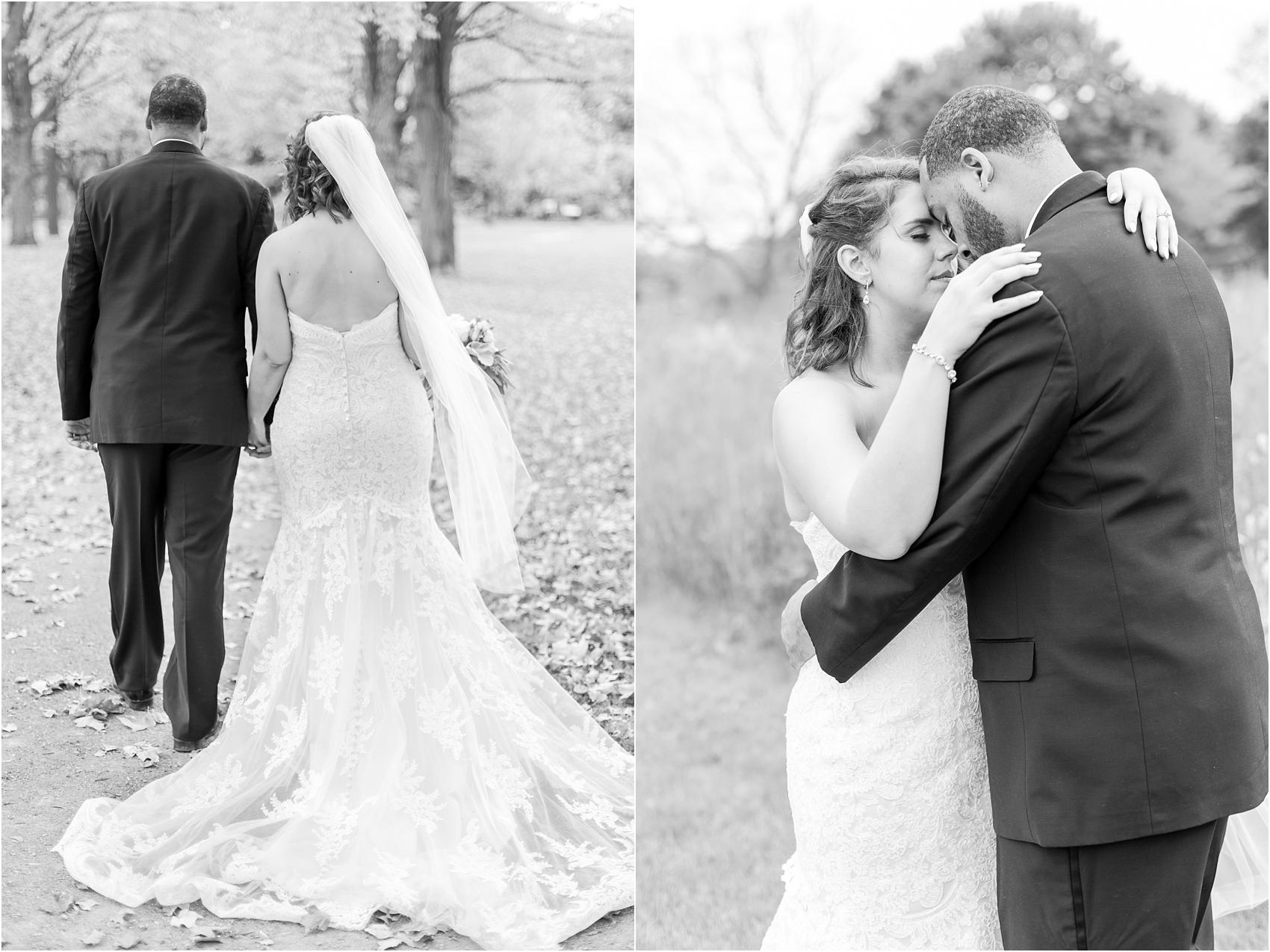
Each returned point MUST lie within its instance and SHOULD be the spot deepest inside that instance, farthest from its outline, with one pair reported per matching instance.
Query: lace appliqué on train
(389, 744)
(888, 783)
==
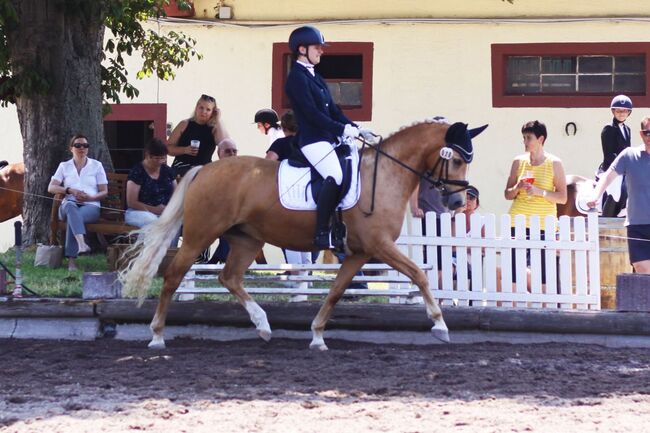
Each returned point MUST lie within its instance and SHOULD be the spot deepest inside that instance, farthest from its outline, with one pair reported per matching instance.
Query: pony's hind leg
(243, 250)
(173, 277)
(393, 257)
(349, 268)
...
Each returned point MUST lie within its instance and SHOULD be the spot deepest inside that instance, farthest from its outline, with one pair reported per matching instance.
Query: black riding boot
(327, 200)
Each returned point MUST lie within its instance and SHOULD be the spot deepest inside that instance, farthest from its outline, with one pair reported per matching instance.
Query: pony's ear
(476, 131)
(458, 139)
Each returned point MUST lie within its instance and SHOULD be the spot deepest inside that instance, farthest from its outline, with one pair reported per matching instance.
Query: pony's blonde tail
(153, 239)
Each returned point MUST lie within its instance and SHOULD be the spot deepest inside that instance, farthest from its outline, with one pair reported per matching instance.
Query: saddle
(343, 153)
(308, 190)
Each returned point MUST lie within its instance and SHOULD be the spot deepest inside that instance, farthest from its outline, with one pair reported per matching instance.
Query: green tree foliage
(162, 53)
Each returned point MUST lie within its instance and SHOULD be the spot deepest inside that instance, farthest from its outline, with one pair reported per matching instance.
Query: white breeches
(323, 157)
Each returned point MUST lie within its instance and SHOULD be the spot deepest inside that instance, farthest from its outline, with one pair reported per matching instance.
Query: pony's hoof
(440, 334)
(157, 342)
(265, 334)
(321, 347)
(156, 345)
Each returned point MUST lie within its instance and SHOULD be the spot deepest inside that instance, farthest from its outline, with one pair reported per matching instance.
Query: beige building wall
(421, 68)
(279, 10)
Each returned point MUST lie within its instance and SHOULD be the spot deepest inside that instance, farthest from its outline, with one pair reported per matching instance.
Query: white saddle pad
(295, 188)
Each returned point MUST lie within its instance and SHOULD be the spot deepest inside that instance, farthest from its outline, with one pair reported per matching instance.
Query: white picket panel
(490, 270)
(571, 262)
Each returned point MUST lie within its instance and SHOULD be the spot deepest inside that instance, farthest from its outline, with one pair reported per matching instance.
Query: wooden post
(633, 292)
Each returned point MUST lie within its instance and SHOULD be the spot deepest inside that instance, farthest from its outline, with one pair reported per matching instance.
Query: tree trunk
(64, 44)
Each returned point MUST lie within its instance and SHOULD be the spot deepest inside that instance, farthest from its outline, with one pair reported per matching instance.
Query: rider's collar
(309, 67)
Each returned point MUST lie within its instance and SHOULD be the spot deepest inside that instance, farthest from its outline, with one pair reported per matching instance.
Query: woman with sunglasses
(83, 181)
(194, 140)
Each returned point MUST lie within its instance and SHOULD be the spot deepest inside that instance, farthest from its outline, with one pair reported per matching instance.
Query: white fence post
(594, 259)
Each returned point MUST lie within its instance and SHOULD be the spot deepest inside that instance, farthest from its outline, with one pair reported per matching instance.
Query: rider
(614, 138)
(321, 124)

Problem details:
List every line in the rows above that contains the word "white".

Answer to the problem:
Query: white breeches
Query: white saddle pad
Query: white picket panel
Query: white fence post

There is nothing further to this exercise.